** DATA EXCERPTS follows **

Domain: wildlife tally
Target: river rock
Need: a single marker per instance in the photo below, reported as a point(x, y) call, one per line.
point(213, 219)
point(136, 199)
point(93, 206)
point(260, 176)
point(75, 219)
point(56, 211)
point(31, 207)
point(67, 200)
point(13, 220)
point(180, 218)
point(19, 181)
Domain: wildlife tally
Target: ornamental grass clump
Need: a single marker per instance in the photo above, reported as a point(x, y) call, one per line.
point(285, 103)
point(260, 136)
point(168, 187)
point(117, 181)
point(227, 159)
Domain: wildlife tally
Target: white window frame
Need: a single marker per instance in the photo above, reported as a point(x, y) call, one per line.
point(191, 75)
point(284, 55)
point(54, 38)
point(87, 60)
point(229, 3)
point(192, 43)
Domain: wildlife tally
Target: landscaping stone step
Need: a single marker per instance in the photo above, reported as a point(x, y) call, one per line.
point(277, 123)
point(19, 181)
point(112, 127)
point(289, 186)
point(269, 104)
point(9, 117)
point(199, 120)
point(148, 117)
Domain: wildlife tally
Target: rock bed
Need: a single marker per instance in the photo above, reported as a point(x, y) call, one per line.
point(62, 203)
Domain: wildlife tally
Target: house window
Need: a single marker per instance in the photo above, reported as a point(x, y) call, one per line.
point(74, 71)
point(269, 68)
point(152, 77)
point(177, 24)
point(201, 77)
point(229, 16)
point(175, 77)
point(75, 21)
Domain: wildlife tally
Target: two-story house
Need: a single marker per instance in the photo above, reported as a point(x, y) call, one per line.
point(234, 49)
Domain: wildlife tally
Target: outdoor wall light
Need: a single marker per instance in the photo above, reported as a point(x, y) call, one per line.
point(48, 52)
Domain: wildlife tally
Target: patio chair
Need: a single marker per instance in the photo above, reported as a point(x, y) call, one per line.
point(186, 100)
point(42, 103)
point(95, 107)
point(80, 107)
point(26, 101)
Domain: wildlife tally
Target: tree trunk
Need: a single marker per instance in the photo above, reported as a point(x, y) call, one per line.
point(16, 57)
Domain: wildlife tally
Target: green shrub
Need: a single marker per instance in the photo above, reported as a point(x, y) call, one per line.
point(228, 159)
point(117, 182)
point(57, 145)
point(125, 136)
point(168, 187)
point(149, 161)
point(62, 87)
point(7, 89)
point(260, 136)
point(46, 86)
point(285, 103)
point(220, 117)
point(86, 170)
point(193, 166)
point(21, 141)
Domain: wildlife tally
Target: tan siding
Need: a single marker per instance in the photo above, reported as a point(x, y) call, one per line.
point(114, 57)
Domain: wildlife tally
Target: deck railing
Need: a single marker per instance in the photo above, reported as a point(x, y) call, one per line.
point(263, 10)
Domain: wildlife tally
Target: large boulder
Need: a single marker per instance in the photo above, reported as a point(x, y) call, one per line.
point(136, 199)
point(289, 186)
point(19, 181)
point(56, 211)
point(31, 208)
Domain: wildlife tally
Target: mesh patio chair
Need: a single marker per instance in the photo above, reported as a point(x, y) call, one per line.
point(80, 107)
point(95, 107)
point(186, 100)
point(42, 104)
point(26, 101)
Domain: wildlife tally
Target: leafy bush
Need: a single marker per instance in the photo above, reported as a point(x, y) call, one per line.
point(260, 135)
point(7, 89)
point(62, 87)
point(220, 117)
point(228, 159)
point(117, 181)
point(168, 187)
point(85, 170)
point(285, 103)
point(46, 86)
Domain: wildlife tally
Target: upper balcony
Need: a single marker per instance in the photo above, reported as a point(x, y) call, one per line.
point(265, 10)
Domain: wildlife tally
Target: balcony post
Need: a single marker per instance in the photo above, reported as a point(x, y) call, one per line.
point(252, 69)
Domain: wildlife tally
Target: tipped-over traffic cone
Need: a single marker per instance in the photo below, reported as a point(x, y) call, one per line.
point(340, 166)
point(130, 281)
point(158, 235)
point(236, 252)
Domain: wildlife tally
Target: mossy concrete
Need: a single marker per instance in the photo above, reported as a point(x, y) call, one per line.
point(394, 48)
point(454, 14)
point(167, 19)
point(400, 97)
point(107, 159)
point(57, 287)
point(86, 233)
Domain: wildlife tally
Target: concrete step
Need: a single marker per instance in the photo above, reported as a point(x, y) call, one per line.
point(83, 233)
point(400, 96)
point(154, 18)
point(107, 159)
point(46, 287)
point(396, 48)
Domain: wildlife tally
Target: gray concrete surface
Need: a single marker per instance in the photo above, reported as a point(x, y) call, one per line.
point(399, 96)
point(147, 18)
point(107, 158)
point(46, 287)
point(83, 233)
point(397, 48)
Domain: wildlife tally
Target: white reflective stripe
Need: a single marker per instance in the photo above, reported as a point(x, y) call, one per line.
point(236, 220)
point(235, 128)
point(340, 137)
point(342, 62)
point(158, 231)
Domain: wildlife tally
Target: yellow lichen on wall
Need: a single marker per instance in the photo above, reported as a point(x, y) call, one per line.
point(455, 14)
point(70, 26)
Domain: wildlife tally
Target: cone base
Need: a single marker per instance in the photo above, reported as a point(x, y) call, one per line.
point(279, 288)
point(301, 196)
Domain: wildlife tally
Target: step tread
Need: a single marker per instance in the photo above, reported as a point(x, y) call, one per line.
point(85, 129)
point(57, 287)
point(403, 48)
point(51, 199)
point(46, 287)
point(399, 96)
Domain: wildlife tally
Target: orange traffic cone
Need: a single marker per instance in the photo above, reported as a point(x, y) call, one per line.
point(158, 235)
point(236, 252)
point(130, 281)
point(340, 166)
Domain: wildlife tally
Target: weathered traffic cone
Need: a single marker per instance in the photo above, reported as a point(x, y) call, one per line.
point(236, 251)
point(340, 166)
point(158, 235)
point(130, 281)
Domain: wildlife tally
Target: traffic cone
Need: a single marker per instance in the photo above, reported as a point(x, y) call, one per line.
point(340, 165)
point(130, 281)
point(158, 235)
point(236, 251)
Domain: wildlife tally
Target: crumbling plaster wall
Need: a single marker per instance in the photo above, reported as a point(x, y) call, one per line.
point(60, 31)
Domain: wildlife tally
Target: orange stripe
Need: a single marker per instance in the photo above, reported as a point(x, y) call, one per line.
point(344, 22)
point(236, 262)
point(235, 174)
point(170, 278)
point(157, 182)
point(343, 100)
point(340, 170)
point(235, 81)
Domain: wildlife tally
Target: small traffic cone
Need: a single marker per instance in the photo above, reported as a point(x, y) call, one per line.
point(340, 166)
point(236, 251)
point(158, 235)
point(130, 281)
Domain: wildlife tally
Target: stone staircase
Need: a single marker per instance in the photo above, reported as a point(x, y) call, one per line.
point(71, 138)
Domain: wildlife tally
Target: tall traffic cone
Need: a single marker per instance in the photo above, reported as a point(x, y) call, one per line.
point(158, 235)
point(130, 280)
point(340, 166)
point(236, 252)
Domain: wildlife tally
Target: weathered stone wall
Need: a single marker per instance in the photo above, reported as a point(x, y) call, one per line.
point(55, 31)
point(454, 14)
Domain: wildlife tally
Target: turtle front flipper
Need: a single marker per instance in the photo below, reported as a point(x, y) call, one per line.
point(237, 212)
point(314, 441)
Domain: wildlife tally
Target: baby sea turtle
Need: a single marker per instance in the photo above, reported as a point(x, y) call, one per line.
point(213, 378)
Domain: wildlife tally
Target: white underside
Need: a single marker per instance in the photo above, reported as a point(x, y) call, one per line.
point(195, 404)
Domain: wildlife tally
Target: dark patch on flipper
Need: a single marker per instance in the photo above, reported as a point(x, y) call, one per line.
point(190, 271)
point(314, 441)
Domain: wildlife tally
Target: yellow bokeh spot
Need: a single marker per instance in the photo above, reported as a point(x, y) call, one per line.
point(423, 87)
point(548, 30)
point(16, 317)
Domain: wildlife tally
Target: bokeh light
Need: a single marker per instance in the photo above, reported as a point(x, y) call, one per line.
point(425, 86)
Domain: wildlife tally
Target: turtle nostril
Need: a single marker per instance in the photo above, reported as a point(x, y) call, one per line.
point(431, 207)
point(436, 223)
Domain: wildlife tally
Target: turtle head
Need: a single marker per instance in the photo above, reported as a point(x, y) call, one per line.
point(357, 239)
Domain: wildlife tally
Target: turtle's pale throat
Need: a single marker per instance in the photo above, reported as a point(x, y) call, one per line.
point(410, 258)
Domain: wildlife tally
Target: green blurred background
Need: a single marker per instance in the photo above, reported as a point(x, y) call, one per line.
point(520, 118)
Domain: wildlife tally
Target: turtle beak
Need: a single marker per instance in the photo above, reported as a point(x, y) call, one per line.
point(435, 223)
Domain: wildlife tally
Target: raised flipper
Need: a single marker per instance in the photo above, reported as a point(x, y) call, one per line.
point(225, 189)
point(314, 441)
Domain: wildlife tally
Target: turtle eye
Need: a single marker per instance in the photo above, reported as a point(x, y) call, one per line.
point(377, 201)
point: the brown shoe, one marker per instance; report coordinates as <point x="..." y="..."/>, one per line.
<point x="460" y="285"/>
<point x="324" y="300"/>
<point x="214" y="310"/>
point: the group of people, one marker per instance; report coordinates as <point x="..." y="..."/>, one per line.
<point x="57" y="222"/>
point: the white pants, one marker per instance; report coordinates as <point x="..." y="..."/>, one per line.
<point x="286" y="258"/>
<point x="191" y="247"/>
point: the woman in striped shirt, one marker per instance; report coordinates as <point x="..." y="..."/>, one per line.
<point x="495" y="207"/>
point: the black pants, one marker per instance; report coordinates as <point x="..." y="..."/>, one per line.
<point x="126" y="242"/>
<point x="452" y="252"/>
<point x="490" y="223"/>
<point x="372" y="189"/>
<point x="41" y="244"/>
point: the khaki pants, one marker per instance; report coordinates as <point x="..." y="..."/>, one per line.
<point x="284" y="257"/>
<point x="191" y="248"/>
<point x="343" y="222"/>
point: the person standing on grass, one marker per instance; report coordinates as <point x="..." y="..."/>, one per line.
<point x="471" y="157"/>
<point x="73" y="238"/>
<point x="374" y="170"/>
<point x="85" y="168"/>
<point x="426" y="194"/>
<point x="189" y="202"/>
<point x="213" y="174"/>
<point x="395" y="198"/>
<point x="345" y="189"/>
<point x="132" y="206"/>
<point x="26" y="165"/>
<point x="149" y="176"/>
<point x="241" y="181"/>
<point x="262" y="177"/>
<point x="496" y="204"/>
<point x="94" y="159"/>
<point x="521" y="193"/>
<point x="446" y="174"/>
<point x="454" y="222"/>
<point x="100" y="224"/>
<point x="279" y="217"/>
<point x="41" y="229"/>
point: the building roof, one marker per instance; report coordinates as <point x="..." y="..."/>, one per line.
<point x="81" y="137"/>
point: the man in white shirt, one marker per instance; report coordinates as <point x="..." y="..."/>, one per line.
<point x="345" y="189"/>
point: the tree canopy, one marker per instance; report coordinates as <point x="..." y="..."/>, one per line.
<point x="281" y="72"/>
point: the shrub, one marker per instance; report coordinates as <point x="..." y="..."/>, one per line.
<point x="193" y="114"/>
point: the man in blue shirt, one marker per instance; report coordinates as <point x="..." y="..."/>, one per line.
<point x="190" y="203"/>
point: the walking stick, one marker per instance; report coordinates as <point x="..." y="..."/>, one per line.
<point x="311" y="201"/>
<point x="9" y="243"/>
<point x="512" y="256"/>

** End of DATA EXCERPTS **

The lines that contain the word "yellow" are wanted; copy each of them from the records.

▶ _ANSWER TO THIS EXERCISE_:
Target: yellow lichen on wall
Target: yellow bokeh spot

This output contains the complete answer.